Exercise brief: Restate the material word for word and leave out anything that is a picture.

====================

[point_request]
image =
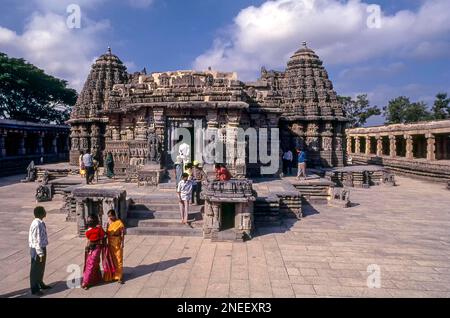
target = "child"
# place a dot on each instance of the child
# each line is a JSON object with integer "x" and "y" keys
{"x": 301, "y": 164}
{"x": 184, "y": 191}
{"x": 38, "y": 241}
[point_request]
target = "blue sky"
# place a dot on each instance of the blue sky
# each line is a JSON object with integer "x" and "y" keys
{"x": 409, "y": 54}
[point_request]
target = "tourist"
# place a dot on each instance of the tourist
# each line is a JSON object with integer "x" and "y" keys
{"x": 109, "y": 162}
{"x": 198, "y": 177}
{"x": 116, "y": 240}
{"x": 184, "y": 191}
{"x": 81, "y": 165}
{"x": 188, "y": 168}
{"x": 96, "y": 167}
{"x": 184, "y": 151}
{"x": 287, "y": 162}
{"x": 178, "y": 170}
{"x": 88, "y": 163}
{"x": 38, "y": 241}
{"x": 222, "y": 173}
{"x": 95, "y": 247}
{"x": 301, "y": 160}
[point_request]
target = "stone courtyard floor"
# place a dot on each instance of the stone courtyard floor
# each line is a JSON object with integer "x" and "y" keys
{"x": 405, "y": 231}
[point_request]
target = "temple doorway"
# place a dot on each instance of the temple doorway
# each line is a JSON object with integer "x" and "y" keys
{"x": 172, "y": 138}
{"x": 227, "y": 216}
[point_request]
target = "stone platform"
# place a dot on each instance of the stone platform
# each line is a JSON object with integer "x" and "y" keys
{"x": 360, "y": 176}
{"x": 326, "y": 254}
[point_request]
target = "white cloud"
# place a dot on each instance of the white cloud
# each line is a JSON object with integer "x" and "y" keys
{"x": 337, "y": 30}
{"x": 141, "y": 3}
{"x": 48, "y": 43}
{"x": 60, "y": 6}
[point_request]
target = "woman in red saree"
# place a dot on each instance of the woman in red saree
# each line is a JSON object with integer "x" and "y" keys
{"x": 116, "y": 239}
{"x": 95, "y": 249}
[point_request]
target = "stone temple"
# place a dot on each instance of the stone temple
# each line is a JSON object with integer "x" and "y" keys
{"x": 121, "y": 113}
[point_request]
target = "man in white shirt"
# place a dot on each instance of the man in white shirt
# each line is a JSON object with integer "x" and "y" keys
{"x": 184, "y": 191}
{"x": 88, "y": 163}
{"x": 184, "y": 152}
{"x": 38, "y": 241}
{"x": 287, "y": 162}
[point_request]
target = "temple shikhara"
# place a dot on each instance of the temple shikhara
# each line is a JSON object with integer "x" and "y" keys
{"x": 131, "y": 115}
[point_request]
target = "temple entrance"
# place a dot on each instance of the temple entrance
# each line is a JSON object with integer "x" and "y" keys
{"x": 172, "y": 138}
{"x": 227, "y": 216}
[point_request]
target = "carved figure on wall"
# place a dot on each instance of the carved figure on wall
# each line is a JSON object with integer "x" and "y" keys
{"x": 31, "y": 173}
{"x": 154, "y": 148}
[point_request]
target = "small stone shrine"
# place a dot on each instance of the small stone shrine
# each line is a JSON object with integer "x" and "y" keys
{"x": 136, "y": 116}
{"x": 97, "y": 200}
{"x": 228, "y": 210}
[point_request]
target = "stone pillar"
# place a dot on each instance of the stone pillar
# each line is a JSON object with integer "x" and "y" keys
{"x": 368, "y": 145}
{"x": 141, "y": 125}
{"x": 431, "y": 147}
{"x": 357, "y": 145}
{"x": 409, "y": 147}
{"x": 81, "y": 216}
{"x": 96, "y": 144}
{"x": 84, "y": 138}
{"x": 129, "y": 128}
{"x": 231, "y": 147}
{"x": 379, "y": 146}
{"x": 66, "y": 143}
{"x": 40, "y": 146}
{"x": 212, "y": 125}
{"x": 2, "y": 143}
{"x": 75, "y": 146}
{"x": 392, "y": 146}
{"x": 74, "y": 135}
{"x": 349, "y": 144}
{"x": 55, "y": 143}
{"x": 22, "y": 150}
{"x": 160, "y": 128}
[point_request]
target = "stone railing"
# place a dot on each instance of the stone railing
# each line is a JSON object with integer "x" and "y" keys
{"x": 233, "y": 188}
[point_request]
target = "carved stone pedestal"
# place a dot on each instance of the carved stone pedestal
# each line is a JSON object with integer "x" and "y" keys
{"x": 339, "y": 197}
{"x": 98, "y": 200}
{"x": 228, "y": 210}
{"x": 150, "y": 175}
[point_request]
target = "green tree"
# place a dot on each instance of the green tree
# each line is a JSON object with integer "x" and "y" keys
{"x": 441, "y": 107}
{"x": 401, "y": 110}
{"x": 28, "y": 94}
{"x": 358, "y": 111}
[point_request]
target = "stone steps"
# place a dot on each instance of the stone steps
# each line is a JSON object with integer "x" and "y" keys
{"x": 169, "y": 215}
{"x": 169, "y": 223}
{"x": 169, "y": 231}
{"x": 159, "y": 214}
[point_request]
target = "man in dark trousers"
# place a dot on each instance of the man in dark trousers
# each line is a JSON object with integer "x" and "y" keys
{"x": 199, "y": 176}
{"x": 88, "y": 162}
{"x": 38, "y": 241}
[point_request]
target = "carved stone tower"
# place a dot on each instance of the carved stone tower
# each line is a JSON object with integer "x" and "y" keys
{"x": 87, "y": 122}
{"x": 312, "y": 115}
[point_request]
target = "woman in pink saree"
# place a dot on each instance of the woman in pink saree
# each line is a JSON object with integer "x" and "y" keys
{"x": 96, "y": 249}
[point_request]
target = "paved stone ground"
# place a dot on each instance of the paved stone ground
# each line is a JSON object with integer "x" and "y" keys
{"x": 404, "y": 230}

====================

Problem solution:
[point_request]
image =
target = "child"
# place a dot on each instance of the child
# each line is a JSON object with integer "x" and "y" keys
{"x": 301, "y": 164}
{"x": 184, "y": 191}
{"x": 38, "y": 241}
[point_request]
target = "blue sky"
# place a dot on each instance of the blue sky
# each line is a JSON object with integer "x" and "y" keys
{"x": 409, "y": 54}
[point_request]
target = "tourist"
# place a dot on each instance of the tourist
# each line is a JSON object with integer "x" and "y" keys
{"x": 109, "y": 162}
{"x": 198, "y": 177}
{"x": 116, "y": 240}
{"x": 184, "y": 191}
{"x": 81, "y": 165}
{"x": 188, "y": 168}
{"x": 96, "y": 167}
{"x": 184, "y": 151}
{"x": 287, "y": 162}
{"x": 178, "y": 170}
{"x": 88, "y": 163}
{"x": 38, "y": 241}
{"x": 222, "y": 173}
{"x": 95, "y": 247}
{"x": 301, "y": 160}
[point_request]
target = "stone courtyard floor"
# place a dot on each instance of the stone courtyard floor
# each line is a JSON object with integer "x" and "y" keys
{"x": 405, "y": 231}
[point_request]
target = "temple doorway"
# place a dot on each instance of the temple doorway
# each line is a JSON object with integer "x" and "y" keys
{"x": 172, "y": 138}
{"x": 227, "y": 216}
[point_request]
target = "stone platform"
# place a dot on each instance of the stone platform
# each line is a JSON object with integer "x" and "y" keys
{"x": 360, "y": 176}
{"x": 326, "y": 254}
[point_request]
target = "white cloud"
# place a dot on each instance of the white cloud
# each line is a JSON object with integer "x" and "y" keys
{"x": 337, "y": 30}
{"x": 141, "y": 3}
{"x": 48, "y": 43}
{"x": 60, "y": 6}
[point_request]
target = "woman in red saree"
# place a dot on each instance of the woman in red saree
# each line is a JSON object with integer "x" and "y" keys
{"x": 116, "y": 239}
{"x": 95, "y": 249}
[point_request]
target = "stone temple"
# place a dot on each instance of the stone temple
# each line is a JSON object with integer "x" and "y" keys
{"x": 121, "y": 113}
[point_request]
target = "man in white shirt"
# place a dot on each instance of the man in white shirt
# each line is a JSON object with integer "x" and "y" keys
{"x": 184, "y": 191}
{"x": 88, "y": 163}
{"x": 184, "y": 152}
{"x": 38, "y": 241}
{"x": 287, "y": 162}
[point_request]
target = "temple shikhara"
# place a dot on each instance of the temple shikhara
# each line is a JSON object with integer "x" and "y" keys
{"x": 131, "y": 115}
[point_request]
target = "temple entrance"
# place a dot on each instance of the temple entrance
# each line is a JSON object with integer "x" and "y" keys
{"x": 172, "y": 138}
{"x": 227, "y": 216}
[point_request]
target = "carved figure on wall"
# place a dot on each instance of the carved figure on wall
# each line is a JSON object with integer "x" and "y" keys
{"x": 31, "y": 173}
{"x": 154, "y": 148}
[point_request]
target = "small stone shrine"
# place a dot on each instance of the small stone shrine
# each line is a JSON object with integer "x" and "y" keys
{"x": 136, "y": 116}
{"x": 97, "y": 200}
{"x": 228, "y": 210}
[point_request]
target = "stone pillar"
# place a dot on each instance of the stone pillar
# each line is a JSON object with integer "x" and "y" keys
{"x": 368, "y": 145}
{"x": 141, "y": 125}
{"x": 431, "y": 147}
{"x": 357, "y": 145}
{"x": 409, "y": 147}
{"x": 81, "y": 216}
{"x": 96, "y": 144}
{"x": 84, "y": 138}
{"x": 129, "y": 128}
{"x": 231, "y": 147}
{"x": 379, "y": 146}
{"x": 66, "y": 143}
{"x": 40, "y": 146}
{"x": 212, "y": 125}
{"x": 2, "y": 143}
{"x": 75, "y": 146}
{"x": 392, "y": 146}
{"x": 74, "y": 135}
{"x": 349, "y": 144}
{"x": 55, "y": 143}
{"x": 22, "y": 150}
{"x": 160, "y": 128}
[point_request]
target = "stone railing"
# place a dot on each instance of the stone railing
# each line is a JSON object with integer "x" and "y" keys
{"x": 233, "y": 188}
[point_request]
target = "carved stone pedestal"
# place a dot on each instance of the carved stone pedestal
# each line is a JSON object with integer "x" and "y" keys
{"x": 339, "y": 197}
{"x": 98, "y": 200}
{"x": 228, "y": 210}
{"x": 150, "y": 175}
[point_request]
target = "green tree"
# place a dot on each instance of the green tree
# each line is a JSON object with integer "x" and "y" keys
{"x": 441, "y": 107}
{"x": 401, "y": 110}
{"x": 28, "y": 94}
{"x": 358, "y": 111}
[point_request]
target = "stone steps"
# place a dot on each instance of the stone steps
# each line is a JSON object with integer "x" and "y" keys
{"x": 169, "y": 215}
{"x": 169, "y": 223}
{"x": 169, "y": 231}
{"x": 159, "y": 214}
[point_request]
target = "man in dark trousers"
# place a dot on each instance of the man in dark trousers
# each line is a JSON object with integer "x" and "y" keys
{"x": 199, "y": 176}
{"x": 88, "y": 162}
{"x": 38, "y": 241}
[point_request]
target = "carved stone tower"
# place a dot on each instance of the carved stone tower
# each line is a JSON object with integer "x" and "y" keys
{"x": 87, "y": 122}
{"x": 312, "y": 115}
[point_request]
target = "woman in pink saree"
# place a dot on each instance of the woman in pink saree
# each line is a JSON object with integer "x" and "y" keys
{"x": 96, "y": 249}
[point_request]
target = "paved stone ground"
# place a dot on each instance of the paved stone ground
# each line is a JSON object with integer "x" and "y" keys
{"x": 404, "y": 230}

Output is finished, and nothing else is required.